## [Records]
......

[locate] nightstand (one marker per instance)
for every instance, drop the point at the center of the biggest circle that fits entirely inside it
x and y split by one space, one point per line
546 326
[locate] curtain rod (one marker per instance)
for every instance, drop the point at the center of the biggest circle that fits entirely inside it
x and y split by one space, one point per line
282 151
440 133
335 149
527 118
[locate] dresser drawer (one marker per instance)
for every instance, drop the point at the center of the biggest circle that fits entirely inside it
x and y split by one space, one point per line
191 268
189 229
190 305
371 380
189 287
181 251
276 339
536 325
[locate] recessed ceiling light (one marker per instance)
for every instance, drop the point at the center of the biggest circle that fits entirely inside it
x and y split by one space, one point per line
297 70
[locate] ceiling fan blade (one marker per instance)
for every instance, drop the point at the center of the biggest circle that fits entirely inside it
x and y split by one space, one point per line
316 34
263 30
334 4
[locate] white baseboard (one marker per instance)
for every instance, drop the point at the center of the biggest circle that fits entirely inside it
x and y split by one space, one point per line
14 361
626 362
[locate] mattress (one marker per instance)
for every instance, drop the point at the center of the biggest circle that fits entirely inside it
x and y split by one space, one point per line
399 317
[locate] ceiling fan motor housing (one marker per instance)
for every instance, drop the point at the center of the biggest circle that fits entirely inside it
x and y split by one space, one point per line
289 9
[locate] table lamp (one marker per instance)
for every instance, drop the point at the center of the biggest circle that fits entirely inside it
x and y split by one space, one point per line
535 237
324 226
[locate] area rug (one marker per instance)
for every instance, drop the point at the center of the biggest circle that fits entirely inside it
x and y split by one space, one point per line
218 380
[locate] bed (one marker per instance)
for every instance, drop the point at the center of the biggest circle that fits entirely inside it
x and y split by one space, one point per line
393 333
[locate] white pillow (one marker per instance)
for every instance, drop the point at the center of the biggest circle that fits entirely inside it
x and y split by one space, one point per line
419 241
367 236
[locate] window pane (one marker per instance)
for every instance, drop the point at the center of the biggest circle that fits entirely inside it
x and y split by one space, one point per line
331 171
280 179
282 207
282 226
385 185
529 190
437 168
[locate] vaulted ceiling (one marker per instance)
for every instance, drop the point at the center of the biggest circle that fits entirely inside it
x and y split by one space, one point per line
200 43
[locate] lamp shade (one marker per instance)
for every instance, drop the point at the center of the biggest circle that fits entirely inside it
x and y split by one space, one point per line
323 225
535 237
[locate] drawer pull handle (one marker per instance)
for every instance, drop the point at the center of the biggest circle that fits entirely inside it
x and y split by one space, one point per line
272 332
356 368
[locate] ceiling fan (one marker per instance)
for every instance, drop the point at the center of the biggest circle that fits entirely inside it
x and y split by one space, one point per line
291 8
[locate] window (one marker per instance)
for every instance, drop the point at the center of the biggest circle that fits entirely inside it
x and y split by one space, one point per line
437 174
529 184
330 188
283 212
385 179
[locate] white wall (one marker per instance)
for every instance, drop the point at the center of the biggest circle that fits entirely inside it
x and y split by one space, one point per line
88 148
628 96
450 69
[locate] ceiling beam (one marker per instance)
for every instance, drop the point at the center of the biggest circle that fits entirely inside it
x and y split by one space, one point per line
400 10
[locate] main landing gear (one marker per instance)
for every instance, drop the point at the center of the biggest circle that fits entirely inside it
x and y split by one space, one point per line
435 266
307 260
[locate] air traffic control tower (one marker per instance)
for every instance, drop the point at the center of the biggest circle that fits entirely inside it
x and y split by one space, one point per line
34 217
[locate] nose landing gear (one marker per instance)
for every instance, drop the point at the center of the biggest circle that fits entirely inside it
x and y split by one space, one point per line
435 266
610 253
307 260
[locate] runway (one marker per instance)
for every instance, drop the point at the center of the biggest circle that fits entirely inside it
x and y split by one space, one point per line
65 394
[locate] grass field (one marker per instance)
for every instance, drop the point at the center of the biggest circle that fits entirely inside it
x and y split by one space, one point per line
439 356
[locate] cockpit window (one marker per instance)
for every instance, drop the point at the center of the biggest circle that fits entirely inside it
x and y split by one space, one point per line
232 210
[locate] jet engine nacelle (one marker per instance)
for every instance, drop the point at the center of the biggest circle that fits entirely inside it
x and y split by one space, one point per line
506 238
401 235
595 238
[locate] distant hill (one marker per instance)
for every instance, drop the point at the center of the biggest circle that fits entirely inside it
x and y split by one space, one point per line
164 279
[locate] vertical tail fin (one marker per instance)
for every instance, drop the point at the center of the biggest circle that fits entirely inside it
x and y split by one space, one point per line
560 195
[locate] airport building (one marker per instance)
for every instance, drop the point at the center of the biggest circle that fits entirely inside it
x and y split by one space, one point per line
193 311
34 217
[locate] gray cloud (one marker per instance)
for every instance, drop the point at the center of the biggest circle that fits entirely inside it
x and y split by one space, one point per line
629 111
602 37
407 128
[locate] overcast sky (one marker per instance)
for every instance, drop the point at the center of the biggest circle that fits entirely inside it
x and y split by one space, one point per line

......

## [Task objective]
Can you reproduce, word for word, the stretch of the entries from the line containing "[locate] vertical tail" through the end of the entries?

## [Response]
[locate] vertical tail fin (one marker per instance)
for every instance, drop the point at the center of the biggest circle that fits entirely inside it
x and y split by one space, one point per line
560 195
[locate] airport building (one marker per instance)
for every instance, drop the point at the center of the biggest circle that fits entirely inside it
x and y split by one space, one point per line
193 311
34 217
[locate] gray cloud (one marker per instance)
for every instance, drop the point at the center of the biggest circle that fits entirely inside it
x and y split by one space, one point per line
629 111
602 37
407 128
[locate] overcast sky (one marker per instance)
for every instance, drop the point at the center of the biggest circle that fits entirely inside it
x and y split by one space, one point per line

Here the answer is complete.